DATA RECORDS below:

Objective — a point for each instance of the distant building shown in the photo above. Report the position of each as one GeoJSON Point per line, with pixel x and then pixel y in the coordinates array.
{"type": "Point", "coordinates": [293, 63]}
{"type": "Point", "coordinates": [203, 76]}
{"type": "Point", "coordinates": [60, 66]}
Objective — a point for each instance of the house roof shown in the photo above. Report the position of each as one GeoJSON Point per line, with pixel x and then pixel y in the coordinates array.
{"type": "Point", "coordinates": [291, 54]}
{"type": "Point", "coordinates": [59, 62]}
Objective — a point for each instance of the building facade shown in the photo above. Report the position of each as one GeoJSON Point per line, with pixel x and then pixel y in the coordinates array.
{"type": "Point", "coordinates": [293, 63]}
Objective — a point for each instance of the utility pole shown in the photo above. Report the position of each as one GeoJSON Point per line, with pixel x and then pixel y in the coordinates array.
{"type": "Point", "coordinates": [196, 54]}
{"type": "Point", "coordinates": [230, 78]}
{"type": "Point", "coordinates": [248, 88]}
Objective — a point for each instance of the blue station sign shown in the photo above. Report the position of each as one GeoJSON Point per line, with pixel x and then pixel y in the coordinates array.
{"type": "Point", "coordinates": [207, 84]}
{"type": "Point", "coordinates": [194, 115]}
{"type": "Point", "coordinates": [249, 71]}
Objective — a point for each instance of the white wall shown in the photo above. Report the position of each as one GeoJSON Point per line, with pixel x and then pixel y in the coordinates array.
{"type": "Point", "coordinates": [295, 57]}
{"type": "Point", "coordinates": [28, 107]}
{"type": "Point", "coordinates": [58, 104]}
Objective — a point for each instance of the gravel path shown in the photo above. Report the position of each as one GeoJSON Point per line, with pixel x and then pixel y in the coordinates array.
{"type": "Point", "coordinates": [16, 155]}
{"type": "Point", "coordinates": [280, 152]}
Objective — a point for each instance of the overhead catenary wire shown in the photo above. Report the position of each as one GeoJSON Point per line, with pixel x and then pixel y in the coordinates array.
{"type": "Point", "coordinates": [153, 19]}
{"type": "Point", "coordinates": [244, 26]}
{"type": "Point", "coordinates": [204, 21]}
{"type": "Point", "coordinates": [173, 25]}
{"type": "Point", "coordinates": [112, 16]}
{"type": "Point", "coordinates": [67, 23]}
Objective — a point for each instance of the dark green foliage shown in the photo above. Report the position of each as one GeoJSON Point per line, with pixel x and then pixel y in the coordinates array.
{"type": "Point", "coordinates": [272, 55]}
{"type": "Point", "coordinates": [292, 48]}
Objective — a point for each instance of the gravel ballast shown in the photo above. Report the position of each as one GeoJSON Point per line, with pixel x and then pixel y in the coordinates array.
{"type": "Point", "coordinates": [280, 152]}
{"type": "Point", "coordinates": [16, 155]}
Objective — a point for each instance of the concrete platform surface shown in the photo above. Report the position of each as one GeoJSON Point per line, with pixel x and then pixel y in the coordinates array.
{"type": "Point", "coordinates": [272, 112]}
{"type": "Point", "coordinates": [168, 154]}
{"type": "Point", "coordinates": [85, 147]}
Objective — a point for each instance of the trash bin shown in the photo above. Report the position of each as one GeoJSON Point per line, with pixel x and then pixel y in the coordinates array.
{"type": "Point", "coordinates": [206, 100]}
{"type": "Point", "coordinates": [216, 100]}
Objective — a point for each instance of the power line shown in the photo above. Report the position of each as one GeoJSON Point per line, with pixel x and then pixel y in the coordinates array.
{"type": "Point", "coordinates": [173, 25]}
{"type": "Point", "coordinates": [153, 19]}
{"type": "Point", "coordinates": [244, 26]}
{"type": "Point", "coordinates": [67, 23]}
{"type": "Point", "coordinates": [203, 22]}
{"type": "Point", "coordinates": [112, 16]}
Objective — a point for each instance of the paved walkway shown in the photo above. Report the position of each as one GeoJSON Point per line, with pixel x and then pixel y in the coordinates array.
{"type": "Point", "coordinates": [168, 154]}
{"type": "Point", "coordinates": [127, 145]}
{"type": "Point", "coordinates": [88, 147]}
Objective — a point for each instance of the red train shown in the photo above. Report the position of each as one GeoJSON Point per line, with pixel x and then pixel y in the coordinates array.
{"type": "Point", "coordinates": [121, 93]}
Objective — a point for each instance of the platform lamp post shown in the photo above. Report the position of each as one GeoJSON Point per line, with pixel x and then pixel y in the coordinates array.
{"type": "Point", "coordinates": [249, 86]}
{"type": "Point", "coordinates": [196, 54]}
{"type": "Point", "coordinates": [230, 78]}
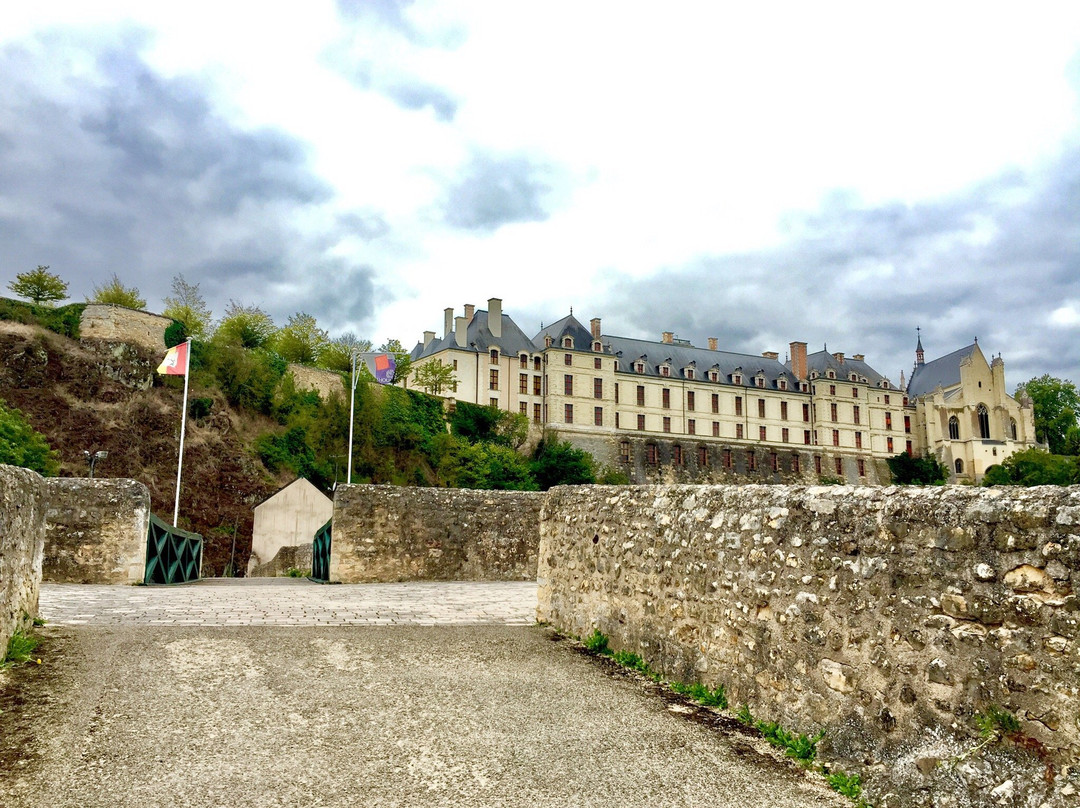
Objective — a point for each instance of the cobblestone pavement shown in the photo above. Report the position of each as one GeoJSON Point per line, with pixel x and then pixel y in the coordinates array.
{"type": "Point", "coordinates": [291, 602]}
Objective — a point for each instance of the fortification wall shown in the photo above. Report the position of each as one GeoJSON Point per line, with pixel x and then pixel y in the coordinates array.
{"type": "Point", "coordinates": [95, 530]}
{"type": "Point", "coordinates": [22, 533]}
{"type": "Point", "coordinates": [118, 324]}
{"type": "Point", "coordinates": [889, 617]}
{"type": "Point", "coordinates": [385, 533]}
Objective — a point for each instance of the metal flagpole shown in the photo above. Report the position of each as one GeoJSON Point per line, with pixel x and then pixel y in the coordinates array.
{"type": "Point", "coordinates": [184, 423]}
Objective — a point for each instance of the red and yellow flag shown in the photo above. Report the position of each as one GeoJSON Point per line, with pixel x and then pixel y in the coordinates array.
{"type": "Point", "coordinates": [176, 361]}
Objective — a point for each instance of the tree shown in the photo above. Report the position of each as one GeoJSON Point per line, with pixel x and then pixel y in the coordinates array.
{"type": "Point", "coordinates": [907, 470]}
{"type": "Point", "coordinates": [116, 294]}
{"type": "Point", "coordinates": [434, 377]}
{"type": "Point", "coordinates": [300, 340]}
{"type": "Point", "coordinates": [1056, 404]}
{"type": "Point", "coordinates": [245, 326]}
{"type": "Point", "coordinates": [22, 445]}
{"type": "Point", "coordinates": [39, 285]}
{"type": "Point", "coordinates": [187, 305]}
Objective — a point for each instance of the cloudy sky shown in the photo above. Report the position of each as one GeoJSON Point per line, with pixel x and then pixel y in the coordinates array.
{"type": "Point", "coordinates": [831, 173]}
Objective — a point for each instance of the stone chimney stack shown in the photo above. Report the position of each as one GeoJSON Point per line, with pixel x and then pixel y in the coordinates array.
{"type": "Point", "coordinates": [798, 359]}
{"type": "Point", "coordinates": [495, 317]}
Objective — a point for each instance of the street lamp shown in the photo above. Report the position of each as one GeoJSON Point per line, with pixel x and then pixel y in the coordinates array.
{"type": "Point", "coordinates": [93, 458]}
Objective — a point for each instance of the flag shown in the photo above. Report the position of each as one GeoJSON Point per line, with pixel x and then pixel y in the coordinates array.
{"type": "Point", "coordinates": [385, 367]}
{"type": "Point", "coordinates": [176, 361]}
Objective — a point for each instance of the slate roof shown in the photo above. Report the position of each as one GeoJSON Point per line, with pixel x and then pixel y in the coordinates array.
{"type": "Point", "coordinates": [944, 372]}
{"type": "Point", "coordinates": [703, 360]}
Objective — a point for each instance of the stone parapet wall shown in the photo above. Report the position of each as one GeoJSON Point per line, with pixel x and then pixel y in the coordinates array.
{"type": "Point", "coordinates": [22, 532]}
{"type": "Point", "coordinates": [385, 533]}
{"type": "Point", "coordinates": [95, 530]}
{"type": "Point", "coordinates": [889, 617]}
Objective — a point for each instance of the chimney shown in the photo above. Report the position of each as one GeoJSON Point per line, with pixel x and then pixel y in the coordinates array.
{"type": "Point", "coordinates": [798, 360]}
{"type": "Point", "coordinates": [495, 317]}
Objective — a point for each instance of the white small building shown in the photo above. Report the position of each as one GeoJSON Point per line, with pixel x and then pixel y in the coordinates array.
{"type": "Point", "coordinates": [287, 519]}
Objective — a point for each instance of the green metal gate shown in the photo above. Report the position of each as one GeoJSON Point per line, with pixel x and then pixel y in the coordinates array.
{"type": "Point", "coordinates": [172, 555]}
{"type": "Point", "coordinates": [321, 553]}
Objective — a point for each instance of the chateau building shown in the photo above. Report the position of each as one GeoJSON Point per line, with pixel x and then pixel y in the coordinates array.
{"type": "Point", "coordinates": [670, 412]}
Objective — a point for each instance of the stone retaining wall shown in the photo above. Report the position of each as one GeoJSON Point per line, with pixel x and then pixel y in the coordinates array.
{"type": "Point", "coordinates": [22, 532]}
{"type": "Point", "coordinates": [95, 530]}
{"type": "Point", "coordinates": [385, 533]}
{"type": "Point", "coordinates": [889, 617]}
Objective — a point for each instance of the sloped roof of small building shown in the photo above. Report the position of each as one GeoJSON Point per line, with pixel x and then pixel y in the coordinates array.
{"type": "Point", "coordinates": [944, 372]}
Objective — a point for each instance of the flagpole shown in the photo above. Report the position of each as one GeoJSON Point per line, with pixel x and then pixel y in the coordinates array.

End of DATA RECORDS.

Everything from the line containing "Objective — a point for each instance of the stone retaining" to the last line of the material above must be copied exactly, and only that.

Objective — a point for each instance of the stone retaining wall shown in the photo above. Report the position of each as one GeoJSON Point per line, with pixel x and then pixel y in the coordinates array.
{"type": "Point", "coordinates": [22, 532]}
{"type": "Point", "coordinates": [95, 530]}
{"type": "Point", "coordinates": [385, 533]}
{"type": "Point", "coordinates": [889, 617]}
Objective — a point for each instance of the sloped roof of small building shown in the photo above. Report the position of each as one GeoJSON Point per line, with pixel x and then pixel y in the coordinates array.
{"type": "Point", "coordinates": [944, 372]}
Objective — a point for each instance of the flagpole shown in the photo above. Report the position of each as one GeoJSON Point per line, with pixel x and then pixel y in the coordinates array.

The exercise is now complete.